● **INPUT**:
━━━━━━━━━━━━━━━━━━━━━━━━━━━━━━
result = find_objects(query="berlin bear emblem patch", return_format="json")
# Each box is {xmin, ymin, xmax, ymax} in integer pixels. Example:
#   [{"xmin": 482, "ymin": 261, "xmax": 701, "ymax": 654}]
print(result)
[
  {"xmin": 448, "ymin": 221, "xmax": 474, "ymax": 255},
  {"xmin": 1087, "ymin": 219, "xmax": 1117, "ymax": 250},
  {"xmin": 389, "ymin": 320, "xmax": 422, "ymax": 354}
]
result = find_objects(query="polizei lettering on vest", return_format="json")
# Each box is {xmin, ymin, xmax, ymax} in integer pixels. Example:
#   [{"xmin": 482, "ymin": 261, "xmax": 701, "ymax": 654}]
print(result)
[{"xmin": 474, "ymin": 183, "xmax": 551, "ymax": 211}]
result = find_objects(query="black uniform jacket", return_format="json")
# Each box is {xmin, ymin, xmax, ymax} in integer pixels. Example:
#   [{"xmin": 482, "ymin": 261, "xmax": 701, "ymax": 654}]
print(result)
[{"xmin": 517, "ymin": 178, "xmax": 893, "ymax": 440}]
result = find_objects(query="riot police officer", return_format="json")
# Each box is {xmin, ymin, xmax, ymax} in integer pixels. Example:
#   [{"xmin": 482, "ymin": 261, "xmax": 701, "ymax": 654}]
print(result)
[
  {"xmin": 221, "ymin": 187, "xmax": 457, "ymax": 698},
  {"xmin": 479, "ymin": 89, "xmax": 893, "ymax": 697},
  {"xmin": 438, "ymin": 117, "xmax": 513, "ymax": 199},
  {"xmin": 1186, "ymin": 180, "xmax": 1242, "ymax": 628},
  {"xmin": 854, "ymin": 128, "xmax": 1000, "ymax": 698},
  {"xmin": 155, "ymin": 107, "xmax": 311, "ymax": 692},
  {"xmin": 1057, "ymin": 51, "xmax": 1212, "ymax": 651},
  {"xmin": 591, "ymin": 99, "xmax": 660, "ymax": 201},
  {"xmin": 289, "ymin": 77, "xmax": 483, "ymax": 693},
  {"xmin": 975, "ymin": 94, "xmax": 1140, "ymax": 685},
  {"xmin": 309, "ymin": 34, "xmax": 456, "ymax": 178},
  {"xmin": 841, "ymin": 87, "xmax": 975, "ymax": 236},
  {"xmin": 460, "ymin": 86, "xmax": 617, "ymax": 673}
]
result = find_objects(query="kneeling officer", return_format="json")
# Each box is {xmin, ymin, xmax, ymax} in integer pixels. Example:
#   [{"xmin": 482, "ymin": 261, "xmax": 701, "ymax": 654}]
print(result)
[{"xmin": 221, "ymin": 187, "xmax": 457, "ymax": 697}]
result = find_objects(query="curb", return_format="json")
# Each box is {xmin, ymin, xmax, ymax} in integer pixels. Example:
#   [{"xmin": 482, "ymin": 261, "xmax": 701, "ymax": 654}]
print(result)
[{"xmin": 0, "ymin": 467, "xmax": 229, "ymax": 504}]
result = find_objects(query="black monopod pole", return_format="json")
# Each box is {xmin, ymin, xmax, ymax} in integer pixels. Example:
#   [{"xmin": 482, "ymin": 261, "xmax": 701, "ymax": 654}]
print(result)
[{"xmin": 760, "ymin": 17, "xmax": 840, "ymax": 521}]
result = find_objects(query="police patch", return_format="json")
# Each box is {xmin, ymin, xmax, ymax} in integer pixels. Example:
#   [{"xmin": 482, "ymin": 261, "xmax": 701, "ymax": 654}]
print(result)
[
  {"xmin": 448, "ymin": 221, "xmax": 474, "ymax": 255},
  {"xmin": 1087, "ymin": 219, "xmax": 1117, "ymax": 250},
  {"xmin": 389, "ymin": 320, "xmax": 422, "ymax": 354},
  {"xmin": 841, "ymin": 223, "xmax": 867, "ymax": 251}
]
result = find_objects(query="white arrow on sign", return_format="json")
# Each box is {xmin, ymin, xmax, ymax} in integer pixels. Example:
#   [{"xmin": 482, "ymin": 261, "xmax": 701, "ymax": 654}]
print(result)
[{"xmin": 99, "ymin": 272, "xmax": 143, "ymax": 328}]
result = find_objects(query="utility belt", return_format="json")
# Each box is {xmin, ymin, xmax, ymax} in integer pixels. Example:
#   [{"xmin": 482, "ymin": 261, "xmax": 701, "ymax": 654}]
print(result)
━━━━━━━━━━━━━━━━━━━━━━━━━━━━━━
● **DESCRIPTION OF THE TASK**:
Please state how many lines above contain the word "officer", giving only the number.

● **ANSWER FOR THE TASK**:
2